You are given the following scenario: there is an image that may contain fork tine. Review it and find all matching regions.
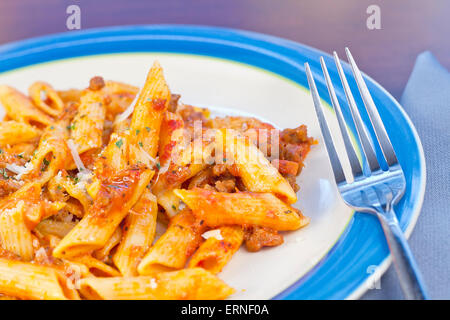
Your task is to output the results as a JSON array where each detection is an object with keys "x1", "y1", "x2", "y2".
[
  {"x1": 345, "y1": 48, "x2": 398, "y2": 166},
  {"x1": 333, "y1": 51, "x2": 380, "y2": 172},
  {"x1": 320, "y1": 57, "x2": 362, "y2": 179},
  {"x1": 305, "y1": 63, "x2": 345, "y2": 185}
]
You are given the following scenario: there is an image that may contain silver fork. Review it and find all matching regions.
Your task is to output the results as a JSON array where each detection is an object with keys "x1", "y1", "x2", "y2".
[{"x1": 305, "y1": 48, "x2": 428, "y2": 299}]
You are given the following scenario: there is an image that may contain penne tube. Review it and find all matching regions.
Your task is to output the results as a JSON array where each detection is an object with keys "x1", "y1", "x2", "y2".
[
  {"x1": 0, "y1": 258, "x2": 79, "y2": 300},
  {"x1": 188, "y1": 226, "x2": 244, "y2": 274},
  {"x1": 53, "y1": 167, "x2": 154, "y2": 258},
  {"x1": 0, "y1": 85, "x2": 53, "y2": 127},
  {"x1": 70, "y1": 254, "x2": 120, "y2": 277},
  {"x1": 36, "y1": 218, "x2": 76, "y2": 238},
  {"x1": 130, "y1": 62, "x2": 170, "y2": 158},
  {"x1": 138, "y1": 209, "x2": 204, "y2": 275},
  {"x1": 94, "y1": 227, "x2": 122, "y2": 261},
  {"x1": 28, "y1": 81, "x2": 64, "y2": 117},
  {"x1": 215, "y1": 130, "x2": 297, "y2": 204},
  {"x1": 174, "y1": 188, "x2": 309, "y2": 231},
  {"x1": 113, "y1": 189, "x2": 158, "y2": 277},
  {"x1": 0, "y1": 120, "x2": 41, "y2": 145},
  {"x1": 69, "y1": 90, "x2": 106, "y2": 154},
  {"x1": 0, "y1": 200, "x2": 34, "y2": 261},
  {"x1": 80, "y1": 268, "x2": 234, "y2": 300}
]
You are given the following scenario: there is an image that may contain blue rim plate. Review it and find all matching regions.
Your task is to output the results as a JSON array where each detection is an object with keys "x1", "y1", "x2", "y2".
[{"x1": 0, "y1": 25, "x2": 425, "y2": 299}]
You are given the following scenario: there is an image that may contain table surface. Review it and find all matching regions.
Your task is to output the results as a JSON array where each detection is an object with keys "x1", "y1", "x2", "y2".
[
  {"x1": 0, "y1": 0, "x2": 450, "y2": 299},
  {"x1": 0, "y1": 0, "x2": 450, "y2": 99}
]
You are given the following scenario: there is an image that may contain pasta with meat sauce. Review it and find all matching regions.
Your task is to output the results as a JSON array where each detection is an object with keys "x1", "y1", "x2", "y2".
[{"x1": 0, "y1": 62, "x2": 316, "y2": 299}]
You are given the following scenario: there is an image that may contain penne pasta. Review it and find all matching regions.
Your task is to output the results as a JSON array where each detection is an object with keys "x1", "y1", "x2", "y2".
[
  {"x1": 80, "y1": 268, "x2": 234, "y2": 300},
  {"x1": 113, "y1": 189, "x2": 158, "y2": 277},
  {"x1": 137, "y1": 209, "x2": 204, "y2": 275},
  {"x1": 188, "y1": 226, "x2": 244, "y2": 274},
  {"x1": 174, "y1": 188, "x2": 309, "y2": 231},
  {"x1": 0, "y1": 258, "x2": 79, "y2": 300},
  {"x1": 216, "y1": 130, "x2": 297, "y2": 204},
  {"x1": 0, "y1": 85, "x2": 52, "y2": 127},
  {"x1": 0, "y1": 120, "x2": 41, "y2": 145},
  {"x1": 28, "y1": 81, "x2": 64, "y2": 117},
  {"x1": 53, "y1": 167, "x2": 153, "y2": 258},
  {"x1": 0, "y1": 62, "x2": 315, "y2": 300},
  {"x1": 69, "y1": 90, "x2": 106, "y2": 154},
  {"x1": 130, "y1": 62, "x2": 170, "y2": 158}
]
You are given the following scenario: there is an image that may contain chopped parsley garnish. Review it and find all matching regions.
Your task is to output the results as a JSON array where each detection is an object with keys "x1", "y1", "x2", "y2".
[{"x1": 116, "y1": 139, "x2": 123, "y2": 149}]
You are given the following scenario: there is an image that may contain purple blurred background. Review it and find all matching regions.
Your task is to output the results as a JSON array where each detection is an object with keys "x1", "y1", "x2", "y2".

_Given instruction:_
From the listing above, copy out every line that contains the string "scenario".

_Written solution:_
You are given the following scenario: there is an image that may contain fork tine. Review it and find all matching regions.
You are given the following scenario: there is an image that may contain silver fork. Review it and find all matching regions.
You are given the following scenario: there is an image that may contain penne tube. Review it and find all matching regions.
You are given the following scenario: there is an image that may contain blue rim plate. Review it and find all matching regions.
You are given the following scenario: there is an image that may contain table surface. Review it and find all matching regions.
You are given the following scenario: there is an image that may contain pasta with meat sauce. Review it and find all matching regions.
You are given the following scenario: there is an image that may contain penne pasta. Review it and find all matching regions.
You are given the following scenario: there is an image that may contain chopped parsley garnish. Review it and find all matching regions.
You are given the following scenario: there is an image that may contain purple blurred background. Review it and find all matching regions.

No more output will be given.